═════ READING TEXT ═════

Click here to Skip to main content
15,923,087 members
Please Sign up or sign in to vote.
0.00/5 (No votes)
See more:
I am using a WebClient routine to capture a webpage. Previously all was well, however on one website I am now suddenly retrieving a page that seems to come "before" the page I'm after.

In brief the routine looks like this:

C#
// ~~> Declaring 'x' as a new WebClient() method
   WebClient x = new WebClient();
// ~~>Setting the URL, then downloading the data from the URL.
   string source = x.DownloadStringAsync(SearchTerm);


Previously all was fine but now one website is returning a page than begins like this:

C#
<html><head><meta http-equiv="Pragma" content="no-cache">


This is only occurring on one website (rest are fine) and I assume that this must be a change to this particular website. Can someone point me towards what it is that has changed and how I get round this to load the "true" file?

Thanks.
Posted
Comments
Kornfeld Eliyahu Peter 8-Sep-15 9:41am    
What happening if you browse that address from a browser?

═════ GIVEN INFORMATION ═════

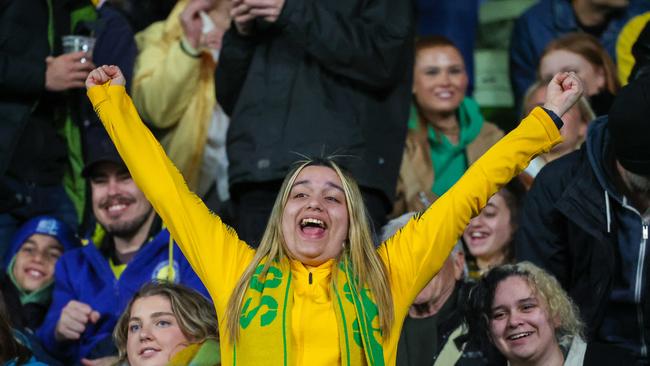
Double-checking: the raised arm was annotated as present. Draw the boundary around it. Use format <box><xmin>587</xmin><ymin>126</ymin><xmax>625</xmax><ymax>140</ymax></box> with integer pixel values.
<box><xmin>379</xmin><ymin>73</ymin><xmax>582</xmax><ymax>309</ymax></box>
<box><xmin>81</xmin><ymin>66</ymin><xmax>253</xmax><ymax>302</ymax></box>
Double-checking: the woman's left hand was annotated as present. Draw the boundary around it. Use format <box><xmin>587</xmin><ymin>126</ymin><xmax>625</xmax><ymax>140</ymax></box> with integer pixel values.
<box><xmin>86</xmin><ymin>65</ymin><xmax>126</xmax><ymax>89</ymax></box>
<box><xmin>544</xmin><ymin>72</ymin><xmax>583</xmax><ymax>117</ymax></box>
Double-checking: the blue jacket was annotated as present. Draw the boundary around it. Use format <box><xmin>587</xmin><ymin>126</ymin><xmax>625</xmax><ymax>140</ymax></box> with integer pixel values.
<box><xmin>510</xmin><ymin>0</ymin><xmax>650</xmax><ymax>106</ymax></box>
<box><xmin>36</xmin><ymin>230</ymin><xmax>210</xmax><ymax>362</ymax></box>
<box><xmin>515</xmin><ymin>116</ymin><xmax>650</xmax><ymax>358</ymax></box>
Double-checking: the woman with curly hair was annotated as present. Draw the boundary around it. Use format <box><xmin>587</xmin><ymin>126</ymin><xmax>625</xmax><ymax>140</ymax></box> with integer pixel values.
<box><xmin>465</xmin><ymin>262</ymin><xmax>634</xmax><ymax>366</ymax></box>
<box><xmin>113</xmin><ymin>282</ymin><xmax>221</xmax><ymax>366</ymax></box>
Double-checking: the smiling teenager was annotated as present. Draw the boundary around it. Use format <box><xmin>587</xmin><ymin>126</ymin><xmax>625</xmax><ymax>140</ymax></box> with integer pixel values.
<box><xmin>466</xmin><ymin>262</ymin><xmax>634</xmax><ymax>366</ymax></box>
<box><xmin>113</xmin><ymin>282</ymin><xmax>221</xmax><ymax>366</ymax></box>
<box><xmin>86</xmin><ymin>66</ymin><xmax>582</xmax><ymax>365</ymax></box>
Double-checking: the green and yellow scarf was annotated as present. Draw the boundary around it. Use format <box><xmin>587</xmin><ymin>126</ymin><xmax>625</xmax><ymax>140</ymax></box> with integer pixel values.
<box><xmin>233</xmin><ymin>259</ymin><xmax>384</xmax><ymax>366</ymax></box>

═════

(OBJECTIVE) Condense the forum post's paragraph starting "I am using a WebClient routine" into one sentence that keeps its main facts.

(RESULT) A WebClient routine that used to capture webpages without trouble now suddenly retrieves, on one website, a page that seems to come before the one wanted.